::: Data shown

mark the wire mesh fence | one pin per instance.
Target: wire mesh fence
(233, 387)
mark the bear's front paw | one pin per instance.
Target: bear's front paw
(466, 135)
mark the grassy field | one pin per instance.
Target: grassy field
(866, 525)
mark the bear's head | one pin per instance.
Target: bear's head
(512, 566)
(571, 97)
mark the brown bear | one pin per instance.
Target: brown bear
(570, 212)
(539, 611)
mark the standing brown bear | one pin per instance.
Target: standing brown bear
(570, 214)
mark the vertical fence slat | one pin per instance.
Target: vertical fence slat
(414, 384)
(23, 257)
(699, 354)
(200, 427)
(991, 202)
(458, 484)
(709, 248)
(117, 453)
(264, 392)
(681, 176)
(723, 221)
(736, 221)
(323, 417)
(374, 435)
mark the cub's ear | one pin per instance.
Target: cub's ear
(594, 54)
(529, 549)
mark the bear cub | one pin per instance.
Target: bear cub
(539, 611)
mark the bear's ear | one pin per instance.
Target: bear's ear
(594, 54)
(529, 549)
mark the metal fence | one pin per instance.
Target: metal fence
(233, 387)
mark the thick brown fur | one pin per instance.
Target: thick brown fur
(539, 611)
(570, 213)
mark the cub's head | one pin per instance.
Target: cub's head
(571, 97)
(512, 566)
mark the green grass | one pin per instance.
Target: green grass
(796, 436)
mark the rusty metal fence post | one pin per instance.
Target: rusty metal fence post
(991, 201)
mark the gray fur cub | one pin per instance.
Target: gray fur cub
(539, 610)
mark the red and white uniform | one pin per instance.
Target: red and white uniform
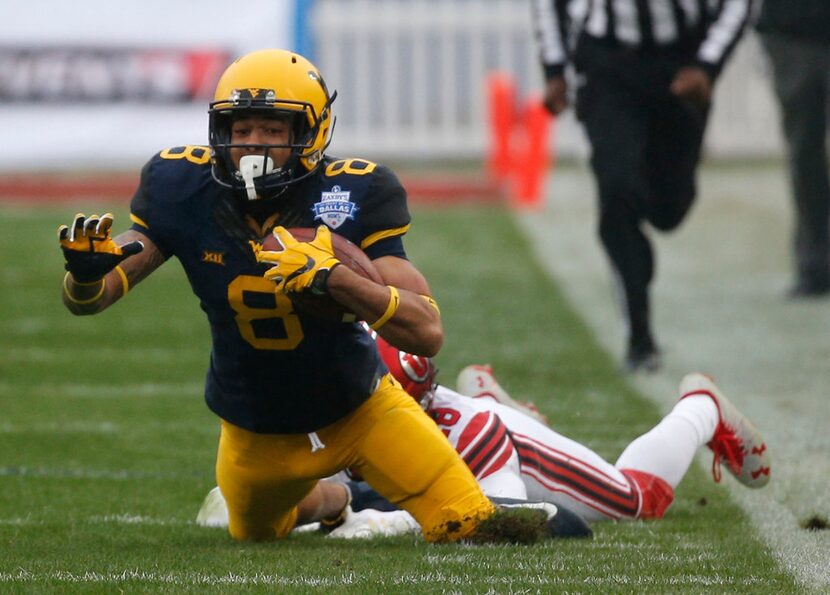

::::::

Reproduce all of the data above word for word, omitting the image.

§ **The solution**:
mark the wire mesh fence | one pin per instance.
Target: wire mesh fence
(233, 387)
mark the bear's front paw | one pin per instance.
Target: bear's front paw
(466, 135)
mark the grassy field | one pin per instance.
Target: grassy field
(866, 525)
mark the bear's head | one pin per instance.
Target: bear's head
(512, 566)
(571, 97)
mark the brown bear | one pin per instance.
Target: brown bear
(570, 212)
(539, 611)
mark the standing brown bear | one pin per instance.
Target: standing brown bear
(570, 214)
mark the vertical fence slat | one pin per instance.
Target: vertical fence slat
(414, 384)
(23, 257)
(699, 354)
(200, 427)
(991, 202)
(458, 484)
(709, 248)
(117, 453)
(264, 392)
(681, 176)
(723, 221)
(736, 221)
(323, 417)
(374, 435)
mark the cub's ear | one pin per instance.
Target: cub's ear
(594, 54)
(529, 549)
mark the bear cub | one pin per instance.
Target: bear cub
(539, 611)
mark the bear's ear | one pin per instance.
Target: bear's ear
(594, 54)
(529, 549)
mark the metal fence | one pin per instance.
Target: metal fence
(233, 387)
mark the thick brown fur | one pin per instance.
Target: thick brown fur
(539, 611)
(570, 213)
mark the cub's head | one pin per instance.
Target: cub's head
(571, 97)
(512, 566)
mark the green grass | one pin per instance.
Target: green grass
(796, 436)
mark the rusty metal fence post | one pin per instance.
Target: rusty metal fence post
(991, 201)
mark the gray fur cub | one pin per instance.
Target: gray fur cub
(539, 610)
mark the red and white uniform | one pin per instance.
Target: red and white uniform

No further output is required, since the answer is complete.